### Job
Continue the bond fund agreement text below from its last sentence.
··· Provided text
The Trustee shall apply money contained in the accounts described below at the following respective times in the manner hereinafter provided, which accounts the Trustee hereby agrees to establish and maintain within the Bond Fund so long as this Agreement is not discharged in accordance with ARTICLE XIII and each such account shall constitute a trust fund for the benefit of the holders of the Bonds and the Bond Insurer, and the money in each such account shall be disbursed only for the purposes and uses hereinafter authorized.

(a) Interest Account . The Trustee, on each Interest Payment Date, shall withdraw and apply from moneys on deposit in the Interest Account for each series of Bonds an amount which shall be sufficient to pay interest payable on the outstanding Bonds of such series on such Interest Payment Date.

(b) Principal Account . The Trustee, on each Principal Payment Date, shall withdraw and apply from moneys on deposit in the Principal Account for each series of Bonds, an amount equal to the principal becoming due on Bonds of such series on such Principal Payment Date (other than a redemption date). Money in the Principal Account for such series shall be used and withdrawn by the Trustee on each Principal Payment Date solely for the payment of the principal of outstanding Bonds for such series.
······
··· Data section
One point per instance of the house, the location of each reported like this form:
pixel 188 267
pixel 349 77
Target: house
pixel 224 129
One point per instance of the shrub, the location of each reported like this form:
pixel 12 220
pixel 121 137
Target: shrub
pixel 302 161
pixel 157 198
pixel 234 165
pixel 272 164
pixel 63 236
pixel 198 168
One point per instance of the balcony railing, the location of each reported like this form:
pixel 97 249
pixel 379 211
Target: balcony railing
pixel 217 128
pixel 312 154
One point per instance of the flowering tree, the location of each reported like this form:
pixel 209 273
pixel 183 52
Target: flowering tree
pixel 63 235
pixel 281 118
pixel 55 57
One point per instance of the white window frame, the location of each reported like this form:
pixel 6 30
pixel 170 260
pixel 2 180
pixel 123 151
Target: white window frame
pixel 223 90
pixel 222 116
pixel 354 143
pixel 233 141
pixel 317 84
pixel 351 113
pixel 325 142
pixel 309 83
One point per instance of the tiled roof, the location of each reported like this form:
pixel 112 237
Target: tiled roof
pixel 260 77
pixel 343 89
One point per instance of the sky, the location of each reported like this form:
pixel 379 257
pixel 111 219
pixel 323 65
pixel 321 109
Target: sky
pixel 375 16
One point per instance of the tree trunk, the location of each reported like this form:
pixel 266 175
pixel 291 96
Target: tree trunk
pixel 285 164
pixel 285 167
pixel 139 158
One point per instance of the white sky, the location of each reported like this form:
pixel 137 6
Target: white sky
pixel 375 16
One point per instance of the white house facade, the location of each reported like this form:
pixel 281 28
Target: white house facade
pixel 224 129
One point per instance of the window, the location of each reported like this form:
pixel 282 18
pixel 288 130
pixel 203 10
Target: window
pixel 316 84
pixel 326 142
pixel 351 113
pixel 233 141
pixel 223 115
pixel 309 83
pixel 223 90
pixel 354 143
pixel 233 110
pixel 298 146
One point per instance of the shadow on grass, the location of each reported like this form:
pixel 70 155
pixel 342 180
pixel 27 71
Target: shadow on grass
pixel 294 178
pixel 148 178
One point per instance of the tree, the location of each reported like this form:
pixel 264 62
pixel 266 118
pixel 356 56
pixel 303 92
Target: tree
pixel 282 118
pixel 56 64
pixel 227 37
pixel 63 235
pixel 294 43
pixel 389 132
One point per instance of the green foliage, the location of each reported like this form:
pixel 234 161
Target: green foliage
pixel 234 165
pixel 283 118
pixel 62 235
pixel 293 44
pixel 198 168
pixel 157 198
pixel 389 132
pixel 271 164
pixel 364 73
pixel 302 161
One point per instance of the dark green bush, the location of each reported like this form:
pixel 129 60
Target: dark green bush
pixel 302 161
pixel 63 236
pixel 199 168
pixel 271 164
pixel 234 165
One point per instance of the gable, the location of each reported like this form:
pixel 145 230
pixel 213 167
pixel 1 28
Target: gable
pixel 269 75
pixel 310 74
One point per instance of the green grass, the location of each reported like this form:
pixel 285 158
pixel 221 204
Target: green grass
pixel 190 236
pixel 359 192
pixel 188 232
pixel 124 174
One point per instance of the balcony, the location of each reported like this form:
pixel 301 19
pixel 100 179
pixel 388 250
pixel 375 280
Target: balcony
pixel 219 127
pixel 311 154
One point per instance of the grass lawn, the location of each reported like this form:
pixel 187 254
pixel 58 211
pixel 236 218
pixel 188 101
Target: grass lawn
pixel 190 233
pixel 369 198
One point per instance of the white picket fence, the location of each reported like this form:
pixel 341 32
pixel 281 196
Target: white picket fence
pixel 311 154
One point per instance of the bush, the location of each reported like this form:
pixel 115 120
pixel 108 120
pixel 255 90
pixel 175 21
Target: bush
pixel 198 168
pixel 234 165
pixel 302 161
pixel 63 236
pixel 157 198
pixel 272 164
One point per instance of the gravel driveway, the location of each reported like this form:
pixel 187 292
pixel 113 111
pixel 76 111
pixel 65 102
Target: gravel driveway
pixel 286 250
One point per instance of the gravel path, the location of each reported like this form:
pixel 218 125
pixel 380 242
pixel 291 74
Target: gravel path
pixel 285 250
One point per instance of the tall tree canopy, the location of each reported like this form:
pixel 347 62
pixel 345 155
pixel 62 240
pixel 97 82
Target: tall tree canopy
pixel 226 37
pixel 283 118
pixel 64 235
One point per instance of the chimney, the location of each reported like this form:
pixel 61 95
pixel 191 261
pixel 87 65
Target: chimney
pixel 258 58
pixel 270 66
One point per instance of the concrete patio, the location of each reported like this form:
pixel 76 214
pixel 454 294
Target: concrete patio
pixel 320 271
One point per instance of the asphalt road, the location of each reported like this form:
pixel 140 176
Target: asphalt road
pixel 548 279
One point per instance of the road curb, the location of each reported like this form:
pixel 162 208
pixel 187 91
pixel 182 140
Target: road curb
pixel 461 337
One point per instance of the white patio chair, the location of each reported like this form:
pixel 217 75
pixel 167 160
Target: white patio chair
······
### Reply
(c) Redemption Account . The Trustee, on or before each redemption date, shall withdraw and apply from moneys on deposit in the Redemption Account for each series of Bonds amounts required to pay the principal of and premium, if any, and accrued interest on Bonds for such series to be redeemed prior to their stated maturity. Money in the Redemption Account for such series shall be used and withdrawn by the Trustee on each redemption date solely for the payment of the principal of and premium, if any, and accrued interest on outstanding Bonds of such series upon the redemption thereof prior to their stated maturity.

Section 5.03. First Mortgage Bond Fund . There is hereby established and created a fund to be designated “Hillsborough County Industrial Development Authority Pollution Control Revenue Refunding Bonds (Tampa Electric Company Project) Series 2007 First Mortgage Bond Fund” and with a further designation for each series. There shall be deposited to the credit of the First Mortgage Bond Fund for such series all payments, if any, made on the First Mortgage Bonds, if any securing such series of Bonds. The moneys in the First Mortgage Bond Fund shall be held by the Trustee in trust and applied to the amounts which the Company may be required to pay to the Trustee for deposit in the Bond Fund for the applicable series of Bonds and, pending such application, shall be subject to a lien and charge in favor of the Bondholders of such series.

Section 5.04. Payment of Bonds . The Trustee will make payments of purchase price of, principal of, premium, if any, and interest on the Bonds from moneys available to the Trustee under Section 4.07, Section 4.10 and Section 5.02; provided, however , that during an ARS Rate Period, payment of purchase price shall occur pursuant to Section 3.03(b)(5) hereof.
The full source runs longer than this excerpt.